>> begin Provided data
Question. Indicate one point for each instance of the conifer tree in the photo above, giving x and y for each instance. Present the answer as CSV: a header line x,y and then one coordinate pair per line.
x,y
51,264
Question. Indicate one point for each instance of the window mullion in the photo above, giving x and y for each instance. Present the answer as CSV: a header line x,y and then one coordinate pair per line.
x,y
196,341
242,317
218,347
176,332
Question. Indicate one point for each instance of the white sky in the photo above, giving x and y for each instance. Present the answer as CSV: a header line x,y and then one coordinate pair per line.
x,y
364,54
>> end Provided data
**Exercise description**
The records above should all be quoted exactly, please.

**Exercise answer**
Question. Indicate one point for each instance of the conifer tree in the photo above, giving x and y for each instance. Present the answer as CSV: a header line x,y and then one coordinate pair per line.
x,y
51,264
Question. Indicate one point for each instance of the window mullion in the photo above, giving x and y for each instance. Present the answer as CSV: a header line x,y and then one coordinate pair per line.
x,y
196,341
242,317
218,347
176,332
Question. Indicate one point for each instance of the white sky in the photo above, giving x and y for each instance. Present the answer as CSV: a header line x,y and then one coordinate pair per line.
x,y
364,54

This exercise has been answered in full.